Which lines below contain the word "gets"? List each such line in full.

• _DATA SUPPLIED_:
+++
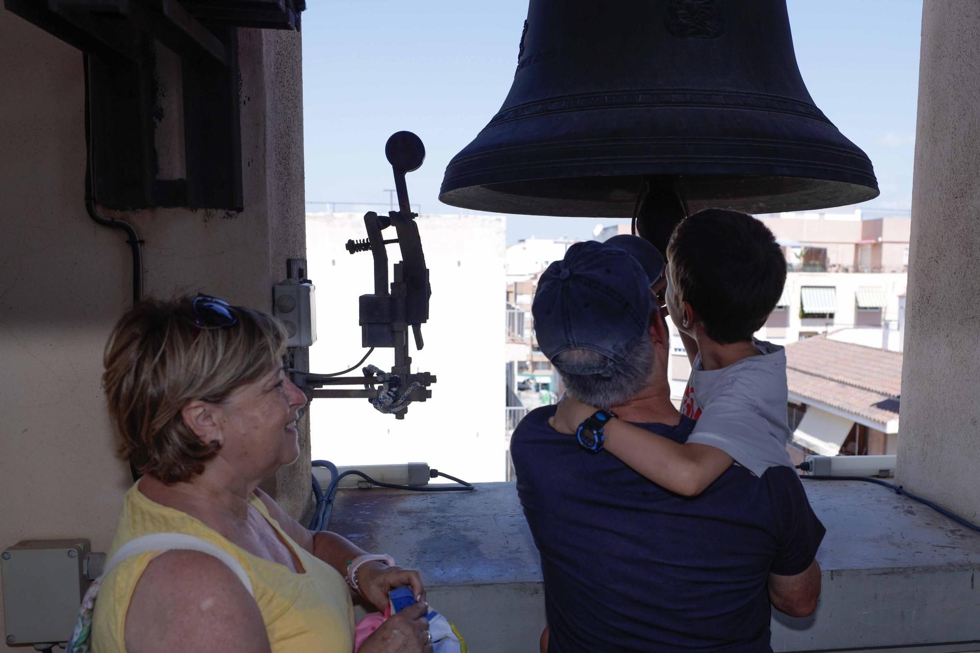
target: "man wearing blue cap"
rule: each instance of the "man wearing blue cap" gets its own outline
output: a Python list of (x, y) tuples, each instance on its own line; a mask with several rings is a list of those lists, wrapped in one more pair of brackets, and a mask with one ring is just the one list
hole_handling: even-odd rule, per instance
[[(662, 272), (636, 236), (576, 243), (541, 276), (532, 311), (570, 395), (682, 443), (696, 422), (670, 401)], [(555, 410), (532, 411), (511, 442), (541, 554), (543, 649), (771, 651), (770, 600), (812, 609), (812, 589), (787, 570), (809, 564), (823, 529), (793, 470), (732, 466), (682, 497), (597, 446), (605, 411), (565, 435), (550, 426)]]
+++
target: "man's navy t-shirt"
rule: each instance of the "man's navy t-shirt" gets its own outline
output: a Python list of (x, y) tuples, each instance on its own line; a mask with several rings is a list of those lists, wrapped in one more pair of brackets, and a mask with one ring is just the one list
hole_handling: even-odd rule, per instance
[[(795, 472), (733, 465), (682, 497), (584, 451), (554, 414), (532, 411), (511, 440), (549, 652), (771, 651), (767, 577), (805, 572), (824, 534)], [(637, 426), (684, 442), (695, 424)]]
+++
• _THE COMPLETED TASK_:
rule: each instance of the "man wearing blue cap" gets its own outline
rule: each instance of the "man's navy t-shirt" gets its own outline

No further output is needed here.